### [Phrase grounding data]
···

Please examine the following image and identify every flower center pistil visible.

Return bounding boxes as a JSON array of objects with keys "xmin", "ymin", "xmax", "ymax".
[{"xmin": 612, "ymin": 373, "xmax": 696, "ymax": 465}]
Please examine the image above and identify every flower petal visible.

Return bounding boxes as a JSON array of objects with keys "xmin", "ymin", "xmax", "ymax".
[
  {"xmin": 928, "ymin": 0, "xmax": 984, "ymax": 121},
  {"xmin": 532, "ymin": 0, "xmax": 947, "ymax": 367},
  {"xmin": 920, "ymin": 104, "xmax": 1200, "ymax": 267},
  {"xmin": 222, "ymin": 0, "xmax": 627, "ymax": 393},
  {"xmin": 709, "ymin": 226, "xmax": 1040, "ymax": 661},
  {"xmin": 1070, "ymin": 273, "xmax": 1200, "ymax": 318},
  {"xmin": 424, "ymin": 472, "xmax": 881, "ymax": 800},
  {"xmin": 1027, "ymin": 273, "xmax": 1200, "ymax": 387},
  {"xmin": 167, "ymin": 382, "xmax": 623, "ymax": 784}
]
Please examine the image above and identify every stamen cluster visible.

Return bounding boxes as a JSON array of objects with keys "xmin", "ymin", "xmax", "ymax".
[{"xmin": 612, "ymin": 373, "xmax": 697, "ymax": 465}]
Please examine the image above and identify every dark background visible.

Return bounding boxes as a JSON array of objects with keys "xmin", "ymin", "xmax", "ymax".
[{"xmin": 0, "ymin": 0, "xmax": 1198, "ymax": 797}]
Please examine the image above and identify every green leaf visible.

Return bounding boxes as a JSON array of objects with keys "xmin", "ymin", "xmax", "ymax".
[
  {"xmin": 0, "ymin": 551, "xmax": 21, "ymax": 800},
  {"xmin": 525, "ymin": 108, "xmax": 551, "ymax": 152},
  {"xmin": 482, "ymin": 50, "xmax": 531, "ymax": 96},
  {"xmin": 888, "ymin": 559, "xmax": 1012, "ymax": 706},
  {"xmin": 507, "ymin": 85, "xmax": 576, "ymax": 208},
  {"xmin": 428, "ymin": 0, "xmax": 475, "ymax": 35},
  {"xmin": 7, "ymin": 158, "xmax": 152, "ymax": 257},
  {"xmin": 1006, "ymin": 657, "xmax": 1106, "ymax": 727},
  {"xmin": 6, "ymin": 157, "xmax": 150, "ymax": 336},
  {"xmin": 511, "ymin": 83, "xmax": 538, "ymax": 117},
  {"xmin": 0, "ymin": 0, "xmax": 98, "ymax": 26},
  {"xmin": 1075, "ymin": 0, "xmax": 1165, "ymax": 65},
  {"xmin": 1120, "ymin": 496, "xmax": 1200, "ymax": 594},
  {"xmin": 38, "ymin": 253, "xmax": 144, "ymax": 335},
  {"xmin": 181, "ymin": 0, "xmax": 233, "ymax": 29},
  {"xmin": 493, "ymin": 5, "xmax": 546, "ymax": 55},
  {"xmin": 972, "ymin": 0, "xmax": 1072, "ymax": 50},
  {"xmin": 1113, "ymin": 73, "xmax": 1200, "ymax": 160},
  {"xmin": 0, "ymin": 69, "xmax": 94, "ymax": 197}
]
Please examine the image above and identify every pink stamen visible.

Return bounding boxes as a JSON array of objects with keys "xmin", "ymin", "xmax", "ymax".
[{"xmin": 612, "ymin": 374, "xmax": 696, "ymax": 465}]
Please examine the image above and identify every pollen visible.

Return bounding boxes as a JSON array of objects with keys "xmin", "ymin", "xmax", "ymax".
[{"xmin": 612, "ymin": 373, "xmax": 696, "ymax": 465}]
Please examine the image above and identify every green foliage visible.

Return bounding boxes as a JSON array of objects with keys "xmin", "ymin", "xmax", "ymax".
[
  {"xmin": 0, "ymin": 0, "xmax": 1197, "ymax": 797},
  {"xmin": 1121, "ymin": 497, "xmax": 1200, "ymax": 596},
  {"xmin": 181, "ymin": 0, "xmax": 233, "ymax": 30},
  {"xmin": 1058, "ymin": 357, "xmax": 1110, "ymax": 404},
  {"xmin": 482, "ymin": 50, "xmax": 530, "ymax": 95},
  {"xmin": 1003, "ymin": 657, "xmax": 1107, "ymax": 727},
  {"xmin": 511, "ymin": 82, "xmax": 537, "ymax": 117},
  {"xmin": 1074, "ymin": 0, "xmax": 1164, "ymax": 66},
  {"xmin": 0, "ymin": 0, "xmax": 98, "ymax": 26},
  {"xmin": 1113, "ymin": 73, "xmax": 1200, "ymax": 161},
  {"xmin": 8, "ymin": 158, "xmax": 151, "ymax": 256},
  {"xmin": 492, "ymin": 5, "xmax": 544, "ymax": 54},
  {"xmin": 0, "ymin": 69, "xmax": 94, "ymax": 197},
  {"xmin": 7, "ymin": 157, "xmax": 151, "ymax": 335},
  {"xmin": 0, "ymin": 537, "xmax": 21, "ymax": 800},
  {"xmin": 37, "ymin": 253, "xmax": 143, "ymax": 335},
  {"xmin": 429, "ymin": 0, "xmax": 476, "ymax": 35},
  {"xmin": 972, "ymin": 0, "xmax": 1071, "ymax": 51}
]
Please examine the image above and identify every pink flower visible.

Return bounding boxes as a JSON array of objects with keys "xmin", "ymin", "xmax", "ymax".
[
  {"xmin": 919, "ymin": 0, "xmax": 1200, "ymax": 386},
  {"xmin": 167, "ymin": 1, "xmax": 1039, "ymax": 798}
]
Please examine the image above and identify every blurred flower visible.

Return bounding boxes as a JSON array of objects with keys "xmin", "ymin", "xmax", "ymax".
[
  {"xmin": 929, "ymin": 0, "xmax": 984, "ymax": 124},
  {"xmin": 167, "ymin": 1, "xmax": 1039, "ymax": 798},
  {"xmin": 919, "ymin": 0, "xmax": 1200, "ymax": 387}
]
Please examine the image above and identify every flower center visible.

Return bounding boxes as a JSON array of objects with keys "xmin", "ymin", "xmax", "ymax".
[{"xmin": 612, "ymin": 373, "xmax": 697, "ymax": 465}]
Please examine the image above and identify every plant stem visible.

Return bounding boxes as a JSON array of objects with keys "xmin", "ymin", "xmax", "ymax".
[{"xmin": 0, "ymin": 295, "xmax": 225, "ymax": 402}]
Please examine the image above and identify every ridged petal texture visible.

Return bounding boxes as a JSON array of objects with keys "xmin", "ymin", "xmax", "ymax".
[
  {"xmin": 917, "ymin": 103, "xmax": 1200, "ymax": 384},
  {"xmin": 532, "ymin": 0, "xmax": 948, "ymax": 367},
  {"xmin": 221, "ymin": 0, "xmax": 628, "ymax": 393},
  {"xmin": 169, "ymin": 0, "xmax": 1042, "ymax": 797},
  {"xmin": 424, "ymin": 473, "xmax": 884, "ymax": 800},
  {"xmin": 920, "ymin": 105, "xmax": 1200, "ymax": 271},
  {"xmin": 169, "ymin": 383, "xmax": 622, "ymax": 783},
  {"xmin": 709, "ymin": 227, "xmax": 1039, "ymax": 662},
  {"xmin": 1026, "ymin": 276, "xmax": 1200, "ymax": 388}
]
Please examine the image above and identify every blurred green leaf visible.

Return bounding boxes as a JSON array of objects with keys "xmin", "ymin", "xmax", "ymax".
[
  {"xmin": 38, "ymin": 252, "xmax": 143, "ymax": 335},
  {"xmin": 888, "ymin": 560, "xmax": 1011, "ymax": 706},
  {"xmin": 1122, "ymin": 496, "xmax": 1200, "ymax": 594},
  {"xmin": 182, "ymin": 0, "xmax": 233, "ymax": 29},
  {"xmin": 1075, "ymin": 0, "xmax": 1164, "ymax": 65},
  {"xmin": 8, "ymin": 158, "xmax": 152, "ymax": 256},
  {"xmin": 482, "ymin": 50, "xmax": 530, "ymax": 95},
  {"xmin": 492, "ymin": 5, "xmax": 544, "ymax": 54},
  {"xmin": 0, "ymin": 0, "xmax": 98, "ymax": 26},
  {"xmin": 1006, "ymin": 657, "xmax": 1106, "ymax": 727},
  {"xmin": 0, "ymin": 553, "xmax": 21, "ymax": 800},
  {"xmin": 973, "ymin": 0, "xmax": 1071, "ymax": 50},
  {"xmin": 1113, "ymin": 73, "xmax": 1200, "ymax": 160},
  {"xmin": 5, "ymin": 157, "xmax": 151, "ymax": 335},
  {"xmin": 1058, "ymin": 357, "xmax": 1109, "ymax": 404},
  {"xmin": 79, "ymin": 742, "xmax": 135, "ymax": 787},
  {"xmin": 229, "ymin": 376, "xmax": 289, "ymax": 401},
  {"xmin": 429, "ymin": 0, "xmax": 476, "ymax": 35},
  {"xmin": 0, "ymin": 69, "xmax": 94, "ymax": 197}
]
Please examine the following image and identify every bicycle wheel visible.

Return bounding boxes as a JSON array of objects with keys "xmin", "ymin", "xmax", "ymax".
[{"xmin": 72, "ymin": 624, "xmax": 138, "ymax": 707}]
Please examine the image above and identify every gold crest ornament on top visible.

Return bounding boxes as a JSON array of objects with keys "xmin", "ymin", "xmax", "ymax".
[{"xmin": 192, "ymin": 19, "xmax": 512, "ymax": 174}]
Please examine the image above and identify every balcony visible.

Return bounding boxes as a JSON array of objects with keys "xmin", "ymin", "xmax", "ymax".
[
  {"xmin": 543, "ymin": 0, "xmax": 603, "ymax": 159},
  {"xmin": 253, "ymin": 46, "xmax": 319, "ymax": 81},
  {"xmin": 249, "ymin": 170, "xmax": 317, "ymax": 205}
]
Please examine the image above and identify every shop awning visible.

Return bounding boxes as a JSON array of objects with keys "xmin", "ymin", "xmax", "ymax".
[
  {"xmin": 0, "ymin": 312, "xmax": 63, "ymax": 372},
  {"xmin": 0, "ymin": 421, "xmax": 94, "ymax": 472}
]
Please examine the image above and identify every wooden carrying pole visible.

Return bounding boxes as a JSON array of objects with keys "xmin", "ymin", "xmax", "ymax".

···

### [The problem]
Where does "flower" occur in the data? Copy each line that has it.

### [Answer section]
Please examine the following image and identify every flower center pistil visible.
Please examine the image above and identify every flower petal visible.
Please examine the image above and identify every pink flower visible.
Please examine the image above and identify every blurred flower visible.
Please examine the image above and identify every flower center visible.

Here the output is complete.